**What the exercise asks:**
Reproduce verbatim the lines of the entries below, starting with the line that contains "Would you mind pointing to the cluster" and continuing through the end of the entries, both included.

[Extracted entries]
-- BEGIN --
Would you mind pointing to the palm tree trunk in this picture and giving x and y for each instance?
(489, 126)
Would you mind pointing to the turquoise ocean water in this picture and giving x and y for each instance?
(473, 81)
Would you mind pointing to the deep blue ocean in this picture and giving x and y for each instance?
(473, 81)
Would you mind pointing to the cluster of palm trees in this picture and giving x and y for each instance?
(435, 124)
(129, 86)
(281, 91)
-- END --
**Solution to this problem:**
Would you mind pointing to the cluster of palm trees in this picture and giving x and y for each instance?
(435, 124)
(129, 86)
(281, 91)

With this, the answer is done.